[Image point grounding data]
- - -

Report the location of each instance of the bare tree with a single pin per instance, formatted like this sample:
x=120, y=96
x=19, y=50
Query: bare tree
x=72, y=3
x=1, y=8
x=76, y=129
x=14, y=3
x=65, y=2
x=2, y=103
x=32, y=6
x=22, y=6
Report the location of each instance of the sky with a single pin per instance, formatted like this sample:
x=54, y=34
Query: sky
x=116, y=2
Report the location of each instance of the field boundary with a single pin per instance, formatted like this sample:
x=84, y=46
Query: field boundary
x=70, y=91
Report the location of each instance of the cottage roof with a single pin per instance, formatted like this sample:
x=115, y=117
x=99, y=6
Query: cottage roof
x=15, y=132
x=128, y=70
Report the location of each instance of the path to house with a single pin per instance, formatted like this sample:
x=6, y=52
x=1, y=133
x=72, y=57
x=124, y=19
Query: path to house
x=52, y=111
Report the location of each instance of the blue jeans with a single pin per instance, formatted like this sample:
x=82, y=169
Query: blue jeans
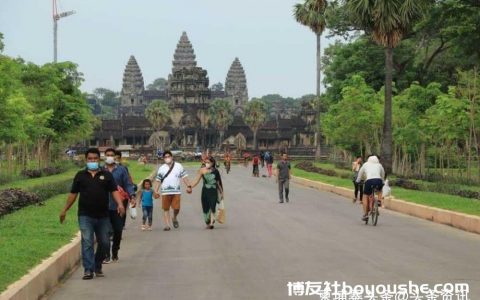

- - -

**WHAT YOU SHOULD DO**
Go through the entries above and copy out every line that includes the word "this".

**OUTPUT**
Report the location of each instance of the bare tree with a single pin per instance, formatted like this sample:
Report the location of each instance of the sky with a single pin per instance, formatted like this sample:
Report the location of each instance of the field boundary with a single pin per instance, formatted like this sample:
Report the location of each instance of the cottage roof with a single pin per instance, formatted like this sample:
Report the location of each instance of the path to house with a single pin per instance, formatted like this sample:
Report the location of each instance of the blue jeans with a single pin per instance, formatted like this sample:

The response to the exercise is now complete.